* [Document excerpt]:

Part of the pattern was that Mark would start each conference by reiterating that book publishing is not one business, but many. The procedures and business metrics for a publisher of directories bore no resemblance to that of a college textbook publisher; a sci-tech publisher had a different business and, in many ways, a different business model from a trade publisher; and so forth.

General trade publishers are, in my opinion, the most challenged of all by digital change. They have the superficial advantage of having their marketplace “go digital” later than all the others, so there would seem to be an opportunity to learn from the mistakes and the successes of others. But that advantage is illusory because of unique aspects to trade.

Recently, for a new project I’m working on that will become public in the next couple of weeks, I was challenged to enumerate what distinguishes trade publishers’ 21st century problems from everybody else’s. I think all of these things are challenges unique to trade publishing or they have substantially more impact on trade publishers than on any others:

* their channels to get printed books to the customer are consolidating and shrinking which means a loss in margin to intermediaries with more clout, a compressed sales window that leads to more risk-taking with initial placements of inventory and higher returns, and, as volumes shrink and returns increase, actual distribution costs per unit sold will rise as well;

* their principal marketing channels are atrophying, and the new emerging ones are more granular and transient, increasing per-title marketing costs;

* the biggest authors have increased clout for many reasons, increasing title acquisition costs;

* the new technologies both lower barriers to entry for additional competing titles and keep old and even used books alive forever in the marketplace, increasing competition;

* they have unique legacy issues: the backlist rights tangles and undigitized backlists that still sell robustly in print require additional investments now to forestall ultimate sales erosion.  As the overall sales shift to digital some titles on those backlists, depending on rights, might not be able to go (and perversely, could have the copyright licensed for print but effectively orphaned for a digital version);

* they have agents, who have their own challenges (unless they represent one or more of the biggest authors and even that model might be threatened as more digital change evolves) while they add complications for publishers trying to find their way to new models with uncertain costs and revenues.

* [Work instructions]:
A – In the trade publishing text, what did Mark reiterate at the start of each conference?
B – Repeat a passage from the trade publishing text word for word, beginning at the words "General trade publishers" and stopping after "aspects to trade.".

* [Information provided]:

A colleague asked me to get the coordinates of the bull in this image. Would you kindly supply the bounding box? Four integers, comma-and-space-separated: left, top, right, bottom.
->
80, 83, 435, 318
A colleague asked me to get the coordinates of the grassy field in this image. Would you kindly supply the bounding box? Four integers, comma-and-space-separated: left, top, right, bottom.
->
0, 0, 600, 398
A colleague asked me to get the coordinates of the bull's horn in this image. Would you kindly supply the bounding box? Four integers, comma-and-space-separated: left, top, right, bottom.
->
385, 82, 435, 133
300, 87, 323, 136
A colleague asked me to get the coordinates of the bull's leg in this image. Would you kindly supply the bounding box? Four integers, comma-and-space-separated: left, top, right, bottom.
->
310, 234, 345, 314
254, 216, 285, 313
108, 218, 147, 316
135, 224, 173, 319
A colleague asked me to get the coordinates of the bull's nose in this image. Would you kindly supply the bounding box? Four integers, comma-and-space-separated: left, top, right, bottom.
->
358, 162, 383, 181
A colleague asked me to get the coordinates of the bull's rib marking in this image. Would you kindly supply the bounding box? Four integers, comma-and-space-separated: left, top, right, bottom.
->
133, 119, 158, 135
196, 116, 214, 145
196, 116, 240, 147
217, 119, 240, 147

...

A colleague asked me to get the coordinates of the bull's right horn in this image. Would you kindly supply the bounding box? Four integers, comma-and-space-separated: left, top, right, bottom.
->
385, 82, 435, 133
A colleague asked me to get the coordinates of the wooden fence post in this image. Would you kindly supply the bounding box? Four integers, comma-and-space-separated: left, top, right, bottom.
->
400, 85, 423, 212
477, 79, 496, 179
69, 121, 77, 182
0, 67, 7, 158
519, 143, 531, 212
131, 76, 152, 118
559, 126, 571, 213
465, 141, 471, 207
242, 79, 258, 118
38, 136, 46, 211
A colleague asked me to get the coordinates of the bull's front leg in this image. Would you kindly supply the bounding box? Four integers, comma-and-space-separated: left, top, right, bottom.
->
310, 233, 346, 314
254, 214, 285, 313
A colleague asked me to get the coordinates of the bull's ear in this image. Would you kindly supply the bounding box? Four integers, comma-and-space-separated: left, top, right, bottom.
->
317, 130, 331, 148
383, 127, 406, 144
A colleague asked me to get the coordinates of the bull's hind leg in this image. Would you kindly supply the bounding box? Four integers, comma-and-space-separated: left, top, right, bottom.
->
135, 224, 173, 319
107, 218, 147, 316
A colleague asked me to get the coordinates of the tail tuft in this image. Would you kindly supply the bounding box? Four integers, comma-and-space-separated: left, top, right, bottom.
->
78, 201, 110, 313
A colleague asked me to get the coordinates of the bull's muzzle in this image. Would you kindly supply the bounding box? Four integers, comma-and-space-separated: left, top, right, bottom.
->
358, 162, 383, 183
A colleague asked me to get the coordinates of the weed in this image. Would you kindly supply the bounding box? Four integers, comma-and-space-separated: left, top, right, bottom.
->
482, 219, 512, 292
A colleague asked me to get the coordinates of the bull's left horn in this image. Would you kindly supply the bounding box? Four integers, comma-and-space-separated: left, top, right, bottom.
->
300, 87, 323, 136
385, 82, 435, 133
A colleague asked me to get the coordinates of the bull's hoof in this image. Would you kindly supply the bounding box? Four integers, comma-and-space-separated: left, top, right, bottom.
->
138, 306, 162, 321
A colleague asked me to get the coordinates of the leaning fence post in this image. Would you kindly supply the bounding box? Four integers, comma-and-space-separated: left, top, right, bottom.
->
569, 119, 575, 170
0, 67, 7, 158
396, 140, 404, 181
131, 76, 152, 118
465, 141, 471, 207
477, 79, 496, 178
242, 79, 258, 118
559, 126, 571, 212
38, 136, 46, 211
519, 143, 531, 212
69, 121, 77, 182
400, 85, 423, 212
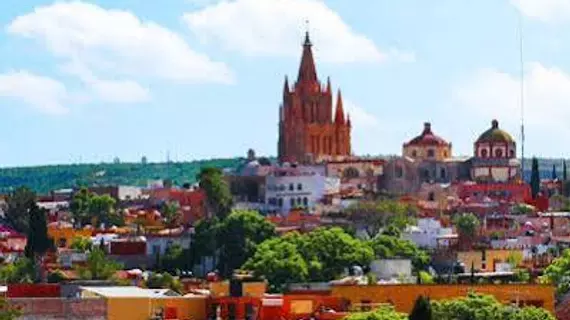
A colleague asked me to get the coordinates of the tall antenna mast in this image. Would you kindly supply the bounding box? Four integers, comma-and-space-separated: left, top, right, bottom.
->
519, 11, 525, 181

--

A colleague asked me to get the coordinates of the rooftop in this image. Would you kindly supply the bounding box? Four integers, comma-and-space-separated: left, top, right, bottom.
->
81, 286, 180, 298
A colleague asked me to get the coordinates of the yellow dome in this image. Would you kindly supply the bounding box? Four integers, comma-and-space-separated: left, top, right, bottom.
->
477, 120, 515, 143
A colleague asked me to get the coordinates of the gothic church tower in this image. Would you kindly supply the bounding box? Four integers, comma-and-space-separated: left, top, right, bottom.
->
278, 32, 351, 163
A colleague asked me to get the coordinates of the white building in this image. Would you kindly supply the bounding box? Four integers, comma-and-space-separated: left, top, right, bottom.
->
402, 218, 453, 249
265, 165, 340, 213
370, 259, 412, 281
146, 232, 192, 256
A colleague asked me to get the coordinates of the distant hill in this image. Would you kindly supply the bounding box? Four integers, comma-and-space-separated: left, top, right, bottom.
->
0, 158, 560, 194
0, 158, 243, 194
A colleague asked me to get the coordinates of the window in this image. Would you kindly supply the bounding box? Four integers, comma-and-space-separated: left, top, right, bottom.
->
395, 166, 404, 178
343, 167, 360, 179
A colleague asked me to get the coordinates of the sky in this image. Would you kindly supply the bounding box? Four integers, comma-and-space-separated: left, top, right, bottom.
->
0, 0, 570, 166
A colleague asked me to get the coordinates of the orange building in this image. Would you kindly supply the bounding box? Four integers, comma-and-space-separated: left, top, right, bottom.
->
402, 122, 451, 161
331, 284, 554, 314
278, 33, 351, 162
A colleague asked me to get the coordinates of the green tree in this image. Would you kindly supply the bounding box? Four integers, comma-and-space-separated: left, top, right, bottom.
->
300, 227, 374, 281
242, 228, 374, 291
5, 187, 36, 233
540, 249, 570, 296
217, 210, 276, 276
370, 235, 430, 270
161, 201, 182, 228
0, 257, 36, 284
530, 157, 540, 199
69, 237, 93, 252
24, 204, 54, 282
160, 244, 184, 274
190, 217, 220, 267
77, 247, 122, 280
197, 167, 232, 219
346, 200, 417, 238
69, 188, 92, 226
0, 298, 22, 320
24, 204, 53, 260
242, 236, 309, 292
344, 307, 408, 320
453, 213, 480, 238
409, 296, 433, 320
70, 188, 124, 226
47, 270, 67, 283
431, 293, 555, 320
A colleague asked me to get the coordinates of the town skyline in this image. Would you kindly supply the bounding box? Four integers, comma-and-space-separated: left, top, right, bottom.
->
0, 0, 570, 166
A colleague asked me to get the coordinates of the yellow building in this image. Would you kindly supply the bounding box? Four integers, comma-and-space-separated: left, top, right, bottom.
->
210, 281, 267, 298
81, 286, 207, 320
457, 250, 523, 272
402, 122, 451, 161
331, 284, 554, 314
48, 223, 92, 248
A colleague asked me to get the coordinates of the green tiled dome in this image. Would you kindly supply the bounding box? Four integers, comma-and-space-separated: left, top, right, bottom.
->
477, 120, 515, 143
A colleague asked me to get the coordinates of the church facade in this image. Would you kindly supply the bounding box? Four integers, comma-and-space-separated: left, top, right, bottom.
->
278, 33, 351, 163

* [Complete answers]:
A – He reiterated that book publishing is not one business, but many.

B –
General trade publishers are, in my opinion, the most challenged of all by digital change. They have the superficial advantage of having their marketplace “go digital” later than all the others, so there would seem to be an opportunity to learn from the mistakes and the successes of others. But that advantage is illusory because of unique aspects to trade.